** begin **
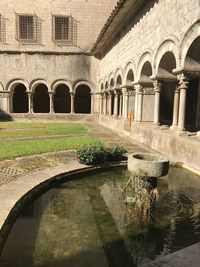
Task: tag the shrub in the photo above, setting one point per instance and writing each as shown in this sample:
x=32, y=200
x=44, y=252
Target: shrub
x=94, y=154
** end **
» **Problem details**: Copy out all of the data above word for word, but leave out the picture.

» **Exercise result**:
Task: tag the shrub in the photo above, setting one point per instance and writing each as shown in this sample:
x=32, y=200
x=44, y=252
Target: shrub
x=94, y=154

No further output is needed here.